Entries drawn from a collection
* Begin *

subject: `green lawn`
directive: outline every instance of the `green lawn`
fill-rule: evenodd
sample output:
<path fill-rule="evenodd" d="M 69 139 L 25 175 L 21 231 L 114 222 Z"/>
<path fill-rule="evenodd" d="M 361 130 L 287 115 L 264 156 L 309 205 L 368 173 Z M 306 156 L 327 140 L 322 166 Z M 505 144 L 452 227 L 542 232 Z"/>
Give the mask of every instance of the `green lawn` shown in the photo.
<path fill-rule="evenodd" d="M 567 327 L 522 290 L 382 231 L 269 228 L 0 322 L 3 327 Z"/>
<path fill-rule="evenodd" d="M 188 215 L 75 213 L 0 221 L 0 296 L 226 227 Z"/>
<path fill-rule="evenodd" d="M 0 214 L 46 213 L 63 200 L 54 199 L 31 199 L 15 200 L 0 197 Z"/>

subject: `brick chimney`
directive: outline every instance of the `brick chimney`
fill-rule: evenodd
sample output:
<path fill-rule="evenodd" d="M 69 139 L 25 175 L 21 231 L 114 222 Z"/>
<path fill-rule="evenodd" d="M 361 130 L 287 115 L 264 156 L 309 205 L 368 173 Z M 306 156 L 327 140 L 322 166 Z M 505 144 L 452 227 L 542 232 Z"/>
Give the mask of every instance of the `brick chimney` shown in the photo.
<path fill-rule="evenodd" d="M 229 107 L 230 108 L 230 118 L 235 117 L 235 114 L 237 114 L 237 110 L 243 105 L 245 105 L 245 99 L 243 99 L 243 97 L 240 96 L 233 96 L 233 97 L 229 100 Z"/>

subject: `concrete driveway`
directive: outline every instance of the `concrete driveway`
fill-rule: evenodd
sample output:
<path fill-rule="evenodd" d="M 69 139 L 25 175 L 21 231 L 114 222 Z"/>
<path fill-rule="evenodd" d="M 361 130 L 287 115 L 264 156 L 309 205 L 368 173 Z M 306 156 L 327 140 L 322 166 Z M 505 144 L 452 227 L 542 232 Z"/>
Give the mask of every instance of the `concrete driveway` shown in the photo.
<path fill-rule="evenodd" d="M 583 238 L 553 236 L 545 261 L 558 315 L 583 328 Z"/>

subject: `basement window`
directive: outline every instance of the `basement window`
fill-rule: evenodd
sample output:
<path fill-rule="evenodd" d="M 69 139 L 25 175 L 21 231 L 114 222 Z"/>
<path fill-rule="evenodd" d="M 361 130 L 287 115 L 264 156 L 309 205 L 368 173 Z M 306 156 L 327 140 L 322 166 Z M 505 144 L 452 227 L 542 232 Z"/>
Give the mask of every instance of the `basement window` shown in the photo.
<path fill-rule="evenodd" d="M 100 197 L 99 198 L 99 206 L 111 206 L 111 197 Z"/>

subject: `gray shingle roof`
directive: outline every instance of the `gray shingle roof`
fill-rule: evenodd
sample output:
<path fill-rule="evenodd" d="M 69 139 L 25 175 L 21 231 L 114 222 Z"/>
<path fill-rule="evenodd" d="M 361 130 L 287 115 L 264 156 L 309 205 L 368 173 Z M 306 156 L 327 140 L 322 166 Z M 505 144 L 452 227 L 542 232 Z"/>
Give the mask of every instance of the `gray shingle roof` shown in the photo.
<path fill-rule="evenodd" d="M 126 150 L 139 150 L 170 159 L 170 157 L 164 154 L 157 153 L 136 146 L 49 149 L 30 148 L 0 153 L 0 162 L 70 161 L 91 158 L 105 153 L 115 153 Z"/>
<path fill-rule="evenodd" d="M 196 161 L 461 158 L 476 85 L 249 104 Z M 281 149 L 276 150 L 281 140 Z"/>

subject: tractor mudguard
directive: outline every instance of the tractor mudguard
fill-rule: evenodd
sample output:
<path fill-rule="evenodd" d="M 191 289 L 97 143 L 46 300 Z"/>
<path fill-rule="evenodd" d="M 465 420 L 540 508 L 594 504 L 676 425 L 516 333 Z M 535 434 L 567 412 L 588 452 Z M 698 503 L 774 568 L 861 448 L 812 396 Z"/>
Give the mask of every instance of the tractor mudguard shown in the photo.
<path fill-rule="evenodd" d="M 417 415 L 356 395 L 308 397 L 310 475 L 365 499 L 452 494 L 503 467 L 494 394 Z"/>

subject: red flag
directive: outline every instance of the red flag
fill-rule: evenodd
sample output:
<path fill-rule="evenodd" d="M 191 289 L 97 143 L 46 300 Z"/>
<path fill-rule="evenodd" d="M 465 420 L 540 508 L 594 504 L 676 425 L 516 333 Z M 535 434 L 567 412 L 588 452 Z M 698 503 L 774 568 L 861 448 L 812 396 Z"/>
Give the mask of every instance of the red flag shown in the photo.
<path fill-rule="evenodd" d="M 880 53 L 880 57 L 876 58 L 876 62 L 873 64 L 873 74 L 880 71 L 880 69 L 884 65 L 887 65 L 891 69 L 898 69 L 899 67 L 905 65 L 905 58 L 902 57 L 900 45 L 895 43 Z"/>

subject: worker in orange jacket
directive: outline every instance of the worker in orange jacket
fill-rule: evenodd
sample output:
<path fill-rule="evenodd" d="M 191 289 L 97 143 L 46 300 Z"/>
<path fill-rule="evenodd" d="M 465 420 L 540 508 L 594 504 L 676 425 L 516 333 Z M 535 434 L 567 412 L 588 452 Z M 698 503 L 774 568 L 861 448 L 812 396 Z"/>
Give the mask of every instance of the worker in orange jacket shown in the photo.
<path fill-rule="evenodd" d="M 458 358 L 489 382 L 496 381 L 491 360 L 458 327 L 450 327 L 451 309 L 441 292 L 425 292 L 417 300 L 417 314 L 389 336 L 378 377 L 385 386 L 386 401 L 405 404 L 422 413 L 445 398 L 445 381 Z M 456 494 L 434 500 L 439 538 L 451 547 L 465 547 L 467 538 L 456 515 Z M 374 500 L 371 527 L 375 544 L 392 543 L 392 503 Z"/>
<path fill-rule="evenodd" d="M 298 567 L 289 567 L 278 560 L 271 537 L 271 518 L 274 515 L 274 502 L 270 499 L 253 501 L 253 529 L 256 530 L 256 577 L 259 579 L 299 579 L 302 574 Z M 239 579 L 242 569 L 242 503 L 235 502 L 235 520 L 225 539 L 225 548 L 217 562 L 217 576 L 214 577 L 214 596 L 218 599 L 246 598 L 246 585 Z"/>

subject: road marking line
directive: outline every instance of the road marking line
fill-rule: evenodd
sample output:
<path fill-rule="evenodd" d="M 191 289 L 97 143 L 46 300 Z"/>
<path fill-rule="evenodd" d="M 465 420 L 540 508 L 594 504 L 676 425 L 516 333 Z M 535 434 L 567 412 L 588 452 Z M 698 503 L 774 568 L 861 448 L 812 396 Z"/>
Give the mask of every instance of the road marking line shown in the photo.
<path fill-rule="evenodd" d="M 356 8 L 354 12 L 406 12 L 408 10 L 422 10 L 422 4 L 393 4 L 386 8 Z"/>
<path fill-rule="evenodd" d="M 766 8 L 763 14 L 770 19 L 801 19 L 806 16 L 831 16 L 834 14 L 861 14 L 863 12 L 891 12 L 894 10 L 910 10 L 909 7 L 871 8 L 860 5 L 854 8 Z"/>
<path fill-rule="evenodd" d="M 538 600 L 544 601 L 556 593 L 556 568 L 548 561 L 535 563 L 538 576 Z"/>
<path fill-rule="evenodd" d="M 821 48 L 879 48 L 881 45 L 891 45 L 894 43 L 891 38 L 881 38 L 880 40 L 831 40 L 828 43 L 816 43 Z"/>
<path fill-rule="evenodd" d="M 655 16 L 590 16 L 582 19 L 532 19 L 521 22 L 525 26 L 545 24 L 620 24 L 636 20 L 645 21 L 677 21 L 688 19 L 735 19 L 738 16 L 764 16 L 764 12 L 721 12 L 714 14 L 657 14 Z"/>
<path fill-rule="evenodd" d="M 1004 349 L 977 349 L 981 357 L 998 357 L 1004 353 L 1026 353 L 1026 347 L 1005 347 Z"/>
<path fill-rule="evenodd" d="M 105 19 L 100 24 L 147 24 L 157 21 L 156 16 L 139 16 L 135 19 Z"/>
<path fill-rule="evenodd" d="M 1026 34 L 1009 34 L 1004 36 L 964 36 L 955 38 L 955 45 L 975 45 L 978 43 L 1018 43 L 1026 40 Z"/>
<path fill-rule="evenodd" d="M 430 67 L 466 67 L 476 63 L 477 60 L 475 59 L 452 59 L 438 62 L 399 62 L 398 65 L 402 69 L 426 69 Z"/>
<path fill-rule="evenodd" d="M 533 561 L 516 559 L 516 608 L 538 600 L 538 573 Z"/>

* End *

Please count the lines of the material that contain the string "directive", treating uppercase and lowercase as different, and reply with that number only.

## FINAL RESULT:
9